> **PASSAGE GIVEN**
Problem with array declaration of large size in C [duplicate] - c

I'm implementing a sequential program for sorting like quicksort. I would like to test the performance of my program in a huge array of 1 or 10 billions of integers.
But the problem is that I obtain a segmentation error due to the size of the array.
A sample code of declaration of this array:
#include <stdio.h>
#include <stdlib.h>
#include <time.h>
#define N 1000000000
int main(int argc, char **argv)
{
int list[N], i;
srand(time(NULL));
for(i=0; i<N; i++)
list[i] = rand()%1000;
return 0;
}
I got a proposition to use mmap function. But I don't know how to use it ? can anybody help me to use it ?
I'm working on Ubuntu 10.04 64-bit, gcc version 4.4.3.
Thanks for your replies.

Michael is right, you can't fit that much on the stack. However, you can make it global (or static) if you don't want to malloc it.
#include <stdlib.h>
#include <time.h>
#define N 1000000000
static int list[N];
int main(int argc, char **argv)
{
size_t i;
srand(time(NULL));
for(i=0; i<N; i++)
list[i] = rand()%1000;
return 0;
}

You must use malloc for this sort of allocation. That much on the stack will fail nearly every time.

> **MATERIAL FOR THE TASK**
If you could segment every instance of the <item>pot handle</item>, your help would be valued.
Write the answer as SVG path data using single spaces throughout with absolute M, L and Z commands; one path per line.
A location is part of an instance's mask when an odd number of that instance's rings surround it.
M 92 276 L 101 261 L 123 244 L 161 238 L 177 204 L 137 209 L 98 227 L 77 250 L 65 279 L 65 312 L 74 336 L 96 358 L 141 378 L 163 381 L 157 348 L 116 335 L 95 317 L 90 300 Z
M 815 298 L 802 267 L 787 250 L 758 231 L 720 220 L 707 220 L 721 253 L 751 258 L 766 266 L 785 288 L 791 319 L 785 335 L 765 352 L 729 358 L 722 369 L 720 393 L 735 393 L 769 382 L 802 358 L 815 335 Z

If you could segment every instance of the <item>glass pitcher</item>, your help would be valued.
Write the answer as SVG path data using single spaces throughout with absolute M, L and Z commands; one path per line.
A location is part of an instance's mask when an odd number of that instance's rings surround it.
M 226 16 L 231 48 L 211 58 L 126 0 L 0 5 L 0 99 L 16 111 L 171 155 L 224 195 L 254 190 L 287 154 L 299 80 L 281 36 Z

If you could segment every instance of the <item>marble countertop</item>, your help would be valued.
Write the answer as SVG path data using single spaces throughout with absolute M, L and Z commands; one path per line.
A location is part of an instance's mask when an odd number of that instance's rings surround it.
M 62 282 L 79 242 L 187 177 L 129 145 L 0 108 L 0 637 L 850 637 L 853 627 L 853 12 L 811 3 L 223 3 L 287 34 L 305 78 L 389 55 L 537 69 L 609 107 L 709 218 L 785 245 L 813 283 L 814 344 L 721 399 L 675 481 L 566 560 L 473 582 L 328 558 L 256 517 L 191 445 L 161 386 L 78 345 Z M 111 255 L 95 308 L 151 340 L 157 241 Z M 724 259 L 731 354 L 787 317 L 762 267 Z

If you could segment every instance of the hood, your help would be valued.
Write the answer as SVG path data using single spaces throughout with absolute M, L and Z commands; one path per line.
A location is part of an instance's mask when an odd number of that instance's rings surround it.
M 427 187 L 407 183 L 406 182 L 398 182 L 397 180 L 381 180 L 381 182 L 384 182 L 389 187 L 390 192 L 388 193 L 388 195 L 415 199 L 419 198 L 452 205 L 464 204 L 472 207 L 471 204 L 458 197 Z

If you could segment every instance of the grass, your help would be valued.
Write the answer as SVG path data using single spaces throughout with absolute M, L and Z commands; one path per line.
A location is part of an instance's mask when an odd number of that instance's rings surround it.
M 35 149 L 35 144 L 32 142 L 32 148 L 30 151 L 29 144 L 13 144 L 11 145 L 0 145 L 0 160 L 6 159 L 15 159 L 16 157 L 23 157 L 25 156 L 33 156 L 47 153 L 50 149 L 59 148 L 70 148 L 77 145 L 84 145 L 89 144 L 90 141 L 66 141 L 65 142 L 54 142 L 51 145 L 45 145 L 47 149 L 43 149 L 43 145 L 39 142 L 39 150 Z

> **COMPLETE THE FOLLOWING**
A) From the records, reproduce without any change every line from the one containing "If you could segment every instance of the <item>glass" through the one containing "M 62 282 L 79", including both of those lines.
B) Continue the thread about declaring a very large array in C from the point where it ends.

> **REPLIES**
A)
If you could segment every instance of the <item>glass pitcher</item>, your help would be valued.
Write the answer as SVG path data using single spaces throughout with absolute M, L and Z commands; one path per line.
A location is part of an instance's mask when an odd number of that instance's rings surround it.
M 226 16 L 231 48 L 211 58 L 126 0 L 0 5 L 0 99 L 16 111 L 171 155 L 224 195 L 254 190 L 287 154 L 299 80 L 281 36 Z

If you could segment every instance of the <item>marble countertop</item>, your help would be valued.
Write the answer as SVG path data using single spaces throughout with absolute M, L and Z commands; one path per line.
A location is part of an instance's mask when an odd number of that instance's rings surround it.
M 62 282 L 79 242 L 187 177 L 129 145 L 0 108 L 0 637 L 850 637 L 853 627 L 853 12 L 811 3 L 223 3 L 287 34 L 305 78 L 389 55 L 537 69 L 609 107 L 709 218 L 785 245 L 813 283 L 814 344 L 721 399 L 675 481 L 566 560 L 473 582 L 328 558 L 256 517 L 191 445 L 161 386 L 78 345 Z M 111 255 L 95 308 L 151 340 L 157 241 Z M 724 259 L 731 354 L 787 317 L 762 267 Z

B)
int *list;
list = malloc(N * sizeof(int));
This puts the allocation on the heap where there is a lot more memory available.

You probably don't create so large an array and if you do you certainly don't create it on the stack; the stack just isn't that big.
If you have a 32-bit address space and a 4-byte int, then you can't create an array with a billion ints; there just won't be enough contiguous space in memory for that large an object (there probably won't be enough contiguous space for an object a fraction of that size). If you have a 64-bit address space, you might get away with allocating that much space.
If you really want to try, you'll need either to create it statically (i.e., declare the array at file scope or with the static qualifier in the function) or dynamically (using malloc).

On linux systems malloc of very large chunks just does a mmap under the hood, so it is perhaps too tedious to look into that.
Be careful that you don't have neither overflow (signed integers) nor silent wrap (unsigned integers) for your array bounds and indices. Use size_t as a type for that, since you are on a 64bit machine, this then should work.
But as a habit you should definitively check your bounds against SIZE_MAX, something like assert(N*sizeof(data[0]) <= SIZE_MAX), to be sure.

The stack allocations makes it break. N=1Gig ints => 4Gig of memory (both with a 32-bit and a 64-bit compiler). But
if you want to measure the performance of quicksort, or a similar algorithm of yours, this is not the way to go about it.
Try instead to use multiple quicksorts in sequence on prepared samples with a large size.
-create a large random sample not more than half your available memory.
make sure it doesn''t fill your ram!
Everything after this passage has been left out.